(Prompt):
Retype each record below word for word. Leave the pictures out.

(Records from a collection)
>>
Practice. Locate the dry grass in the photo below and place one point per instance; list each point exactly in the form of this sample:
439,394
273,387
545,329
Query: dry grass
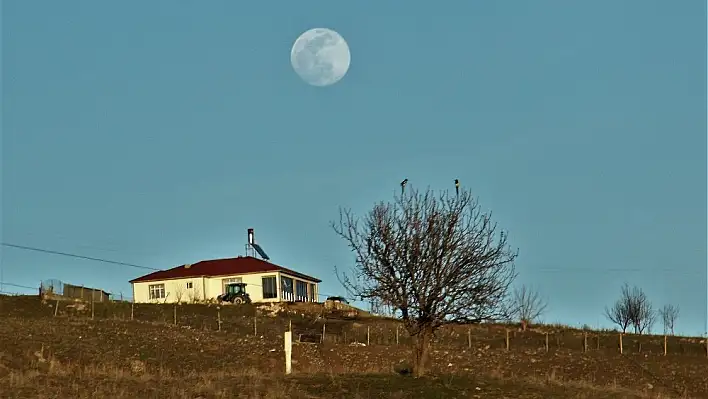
73,356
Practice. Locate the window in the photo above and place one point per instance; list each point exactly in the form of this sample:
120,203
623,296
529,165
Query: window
157,291
270,290
300,291
286,284
313,294
226,281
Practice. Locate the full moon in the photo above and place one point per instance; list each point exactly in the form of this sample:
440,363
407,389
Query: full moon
320,57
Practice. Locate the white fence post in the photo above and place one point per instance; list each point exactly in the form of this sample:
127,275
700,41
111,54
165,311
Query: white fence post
288,351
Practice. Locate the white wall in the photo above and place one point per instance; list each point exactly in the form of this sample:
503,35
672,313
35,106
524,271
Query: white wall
204,288
175,290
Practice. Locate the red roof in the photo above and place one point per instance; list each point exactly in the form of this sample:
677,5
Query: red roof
221,267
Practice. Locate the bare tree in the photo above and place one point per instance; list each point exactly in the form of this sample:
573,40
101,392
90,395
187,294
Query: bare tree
526,306
433,258
642,312
633,308
669,314
619,312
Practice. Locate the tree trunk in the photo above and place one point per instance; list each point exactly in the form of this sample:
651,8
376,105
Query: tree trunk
422,349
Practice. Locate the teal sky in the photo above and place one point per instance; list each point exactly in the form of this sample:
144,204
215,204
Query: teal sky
157,132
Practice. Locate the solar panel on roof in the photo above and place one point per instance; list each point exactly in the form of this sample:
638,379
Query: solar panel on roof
260,251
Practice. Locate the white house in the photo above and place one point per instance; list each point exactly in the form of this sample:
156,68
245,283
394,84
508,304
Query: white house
265,282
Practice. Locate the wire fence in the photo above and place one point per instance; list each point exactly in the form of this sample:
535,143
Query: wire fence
270,322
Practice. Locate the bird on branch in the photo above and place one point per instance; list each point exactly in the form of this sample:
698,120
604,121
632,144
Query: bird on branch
403,185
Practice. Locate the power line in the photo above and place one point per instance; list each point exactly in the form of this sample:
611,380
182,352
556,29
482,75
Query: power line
17,285
42,250
613,270
47,251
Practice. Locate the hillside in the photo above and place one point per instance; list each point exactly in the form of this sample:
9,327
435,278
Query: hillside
43,355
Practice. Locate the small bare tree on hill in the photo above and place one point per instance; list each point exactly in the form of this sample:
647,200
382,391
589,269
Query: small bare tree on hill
526,306
633,308
669,314
433,258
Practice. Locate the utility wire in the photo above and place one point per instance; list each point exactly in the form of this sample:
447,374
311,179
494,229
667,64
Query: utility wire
18,285
47,251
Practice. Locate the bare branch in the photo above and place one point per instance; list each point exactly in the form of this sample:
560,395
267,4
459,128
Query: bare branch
526,306
669,314
434,259
632,308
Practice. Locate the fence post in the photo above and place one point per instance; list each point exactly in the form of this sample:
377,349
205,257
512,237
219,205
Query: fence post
664,345
288,351
546,341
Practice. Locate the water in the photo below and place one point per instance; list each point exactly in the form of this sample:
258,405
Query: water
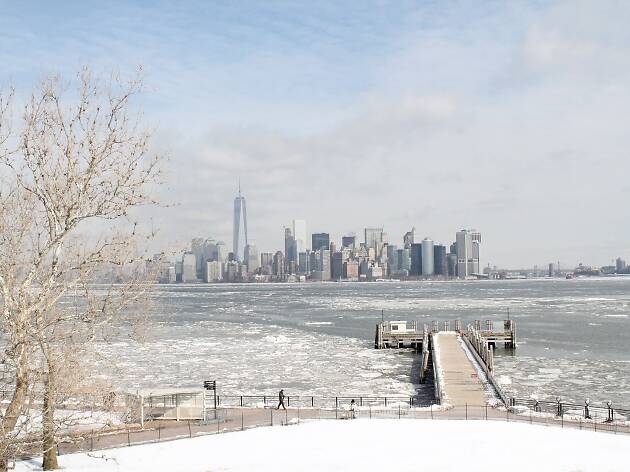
317,339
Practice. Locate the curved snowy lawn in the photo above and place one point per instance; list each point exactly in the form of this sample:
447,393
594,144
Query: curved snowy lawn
365,445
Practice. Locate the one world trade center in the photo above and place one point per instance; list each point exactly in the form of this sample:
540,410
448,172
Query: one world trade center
240,211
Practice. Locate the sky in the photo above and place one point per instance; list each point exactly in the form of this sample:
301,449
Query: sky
508,117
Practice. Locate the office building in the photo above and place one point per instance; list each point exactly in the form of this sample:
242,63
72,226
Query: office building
239,228
189,267
251,258
440,260
336,270
428,265
409,238
324,264
320,240
221,253
415,253
299,235
375,239
392,258
349,241
278,264
197,248
467,245
290,254
304,266
232,271
404,260
213,272
351,270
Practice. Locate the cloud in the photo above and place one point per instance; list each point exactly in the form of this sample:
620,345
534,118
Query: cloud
510,118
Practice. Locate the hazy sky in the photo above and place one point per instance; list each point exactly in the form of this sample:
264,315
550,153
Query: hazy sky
509,117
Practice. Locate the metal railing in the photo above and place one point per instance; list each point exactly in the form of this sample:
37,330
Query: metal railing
238,419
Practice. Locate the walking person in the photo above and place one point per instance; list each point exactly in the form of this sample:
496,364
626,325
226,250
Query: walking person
281,400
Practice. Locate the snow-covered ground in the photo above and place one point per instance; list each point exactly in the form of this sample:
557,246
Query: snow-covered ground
364,445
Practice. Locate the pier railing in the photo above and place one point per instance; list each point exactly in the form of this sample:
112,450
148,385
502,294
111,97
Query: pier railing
238,419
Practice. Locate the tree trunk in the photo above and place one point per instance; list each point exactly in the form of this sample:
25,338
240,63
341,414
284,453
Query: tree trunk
15,408
49,448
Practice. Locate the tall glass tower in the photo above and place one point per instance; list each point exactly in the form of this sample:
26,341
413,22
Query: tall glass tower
240,211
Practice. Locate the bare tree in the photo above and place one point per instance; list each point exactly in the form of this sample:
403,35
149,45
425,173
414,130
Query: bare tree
73,172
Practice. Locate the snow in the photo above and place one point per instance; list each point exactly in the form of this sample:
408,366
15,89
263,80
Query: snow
362,445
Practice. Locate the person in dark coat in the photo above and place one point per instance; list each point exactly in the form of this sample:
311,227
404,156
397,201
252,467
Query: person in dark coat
281,400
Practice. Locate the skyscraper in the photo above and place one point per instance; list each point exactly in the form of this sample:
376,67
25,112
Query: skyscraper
428,263
349,241
290,253
416,259
240,212
251,258
409,238
440,260
375,239
299,234
467,243
320,240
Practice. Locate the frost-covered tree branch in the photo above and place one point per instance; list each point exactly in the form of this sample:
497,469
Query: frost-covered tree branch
73,169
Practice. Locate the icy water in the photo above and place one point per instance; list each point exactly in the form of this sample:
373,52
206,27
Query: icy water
317,339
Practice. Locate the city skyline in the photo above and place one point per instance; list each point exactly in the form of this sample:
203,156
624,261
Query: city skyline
502,116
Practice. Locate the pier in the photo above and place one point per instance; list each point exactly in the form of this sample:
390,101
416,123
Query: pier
449,352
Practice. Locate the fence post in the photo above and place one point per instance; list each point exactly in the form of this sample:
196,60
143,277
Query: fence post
177,407
141,411
203,406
<<
(Reply):
Practice. Locate the dry grass in the photo below and place one point per instance; list each point exactly in the form of this sample:
439,394
273,387
545,329
Query: dry grass
73,356
Practice. Locate the window in the photo above and place one point per instance; list each point exactly in the form of this sample:
120,203
623,296
529,165
Query: window
157,291
270,290
300,291
286,284
313,294
226,281
Practice. Locate the full moon in the photo above and place one point per instance; list each point exactly in the form of this sample:
440,363
407,389
Query: full moon
320,57
Practice. Locate the white fence post in the photo above and place one point per instance; list each point exactly in the form of this sample:
127,275
700,41
111,54
165,311
Query: white fence post
288,351
Practice. Locate the white wall in the photo above and place one point per instance; list each point exactly in the form of this sample:
503,35
672,313
35,106
524,271
Query: white wall
204,288
175,290
Practice. Locate the red roof in the photo above and place one point per instance; list each point exactly in the form of this sample:
677,5
Query: red roof
221,267
Practice. Locate the bare tree in the photo above and place one point per instance; list each point exactly in the form of this sample:
573,40
101,392
90,395
187,294
Query: bare tree
526,306
433,258
642,312
633,308
669,314
619,312
Practice. Locate the tree trunk in the photo above and place one point per instance; list each point exactly in the form of this sample:
651,8
376,105
Query: tree trunk
422,349
Practice. Locate the teal sky in the photo above and place one point per instance; list each point exactly in the form of this sample:
144,204
215,204
Query: teal sky
157,132
Practice. Locate the solar panel on roof in the photo above and place one point per instance; list each point exactly in the form of this sample:
638,379
Query: solar panel on roof
260,251
Practice. Locate the white house in the photo above and place one point per instance; list each point exactly in the form of this sample:
156,68
245,283
394,84
508,304
Query: white house
265,282
Practice. Locate the wire fence in the photo above and place one point per instance; list each point exactly in the form of this sample:
535,143
Query: wire fence
270,322
Practice. Locate the bird on branch in the photo above and place one point per instance; list each point exactly in the form of this sample:
698,120
604,121
632,144
Query: bird on branch
403,185
Practice. Locate the power line in the photo above and place one point per instance; list each point exactly in the form of this sample:
611,380
182,352
556,29
482,75
Query: power line
17,285
42,250
613,270
47,251
Practice. Locate the hillside in the photo above and place one point per instance; list each point exactly in the form of this sample:
9,327
435,278
Query: hillside
43,355
Practice. Locate the small bare tree on hill in the photo above and place one point per instance; list each point exactly in the form of this sample:
647,200
382,391
589,269
Query: small bare tree on hill
526,306
633,308
669,314
433,258
Practice. Locate the utility wire in the photo above and place one point per instance; list each point exactly in the form of this sample:
447,374
311,179
494,229
667,64
Query: utility wire
18,285
47,251
Practice. Locate the bare branch in the photo above and place one point per instance; list each point exactly in the form of this sample:
560,395
267,4
459,128
Query: bare branch
526,306
669,314
434,259
632,308
Practice. Locate the fence post in the photo above and place one point per instance; list each point exactly in the form of this sample:
377,349
205,257
512,237
219,205
Query: fence post
664,345
288,351
546,341
Practice. Locate the water in the photo below and place one point per instance; list each point exactly in the form of this sample:
258,405
Query: water
317,339
Practice. Locate the curved snowy lawn in the photo above and place one point per instance; list each point exactly in the form of this sample:
447,393
594,144
Query: curved snowy lawn
365,445
Practice. Locate the one world trade center in the photo above and place one point per instance; list each point exactly in the form of this sample:
540,410
448,172
Query: one world trade center
240,211
Practice. Locate the sky in the photo above and place one point per instance; list each point exactly in the form of this sample:
301,449
Query: sky
508,117
Practice. Locate the office building in the photo above and place one point per instance; list each point exactly in the form of this sample:
242,63
72,226
Query: office building
239,228
189,267
251,258
440,260
336,270
428,265
409,238
324,264
320,240
221,253
415,253
299,235
375,239
392,258
349,241
278,264
197,248
467,245
290,254
304,266
232,271
404,260
213,272
351,270
Practice. Locate the cloud in the photo above and place one point per instance; list each point exactly in the form of this sample:
620,345
534,118
Query: cloud
510,118
Practice. Locate the hazy sky in the photo above and place one point per instance; list each point exactly in the form of this sample:
264,315
550,153
Query: hazy sky
509,117
Practice. Locate the metal railing in the photo above and place one point per instance; list each point exactly in the form of this sample:
37,330
Query: metal railing
238,419
Practice. Locate the walking person in the photo above and place one point per instance; list each point exactly in the form of this sample:
496,364
626,325
226,250
Query: walking person
281,400
Practice. Locate the snow-covered ground in the photo above and place one point per instance; list each point exactly in the form of this sample:
557,246
Query: snow-covered ground
364,445
Practice. Locate the pier railing in the photo above and place one point per instance; list each point exactly in the form of this sample:
112,450
148,385
502,294
111,97
Query: pier railing
238,419
Practice. Locate the tree trunk in the photo above and place one point per instance; list each point exactly in the form of this sample:
25,338
240,63
341,414
284,453
Query: tree trunk
15,408
49,448
Practice. Locate the tall glass tower in the photo above and place one point per instance; list each point exactly in the form of this sample:
26,341
413,22
Query: tall glass tower
240,211
Practice. Locate the bare tree in the photo above and place one point per instance; list each point exactly in the form of this sample:
403,35
149,45
425,173
414,130
Query: bare tree
73,172
Practice. Locate the snow in the photo above and place one point per instance; list each point exactly in the form of this sample:
408,366
15,89
263,80
Query: snow
362,445
Practice. Locate the person in dark coat in the photo above and place one point per instance; list each point exactly in the form of this sample:
311,227
404,156
397,201
252,467
Query: person in dark coat
281,400
Practice. Locate the skyscraper in the photo above and place one point per instance; list each point exactly in the form of this sample:
376,67
25,112
Query: skyscraper
428,263
349,241
290,253
416,259
240,212
251,258
409,238
440,260
375,239
299,234
467,243
320,240
Practice. Locate the frost-covered tree branch in the photo above and place one point per instance; list each point exactly in the form of this sample:
497,469
Query: frost-covered tree branch
73,169
Practice. Locate the icy water in the photo above and place one point per instance; list each point exactly in the form of this sample:
373,52
206,27
Query: icy water
317,339
Practice. Locate the city skyline in the photo above and place one point per instance; list each point exactly in the form of this sample:
203,156
624,261
Query: city skyline
502,116
Practice. Locate the pier in the photo above and place one point per instance; list each point exactly in the form of this sample:
390,101
416,123
Query: pier
449,352
Practice. Locate the fence post in the photo above and place one point per instance; list each point exactly in the form of this sample:
196,60
143,277
Query: fence post
177,407
141,411
203,406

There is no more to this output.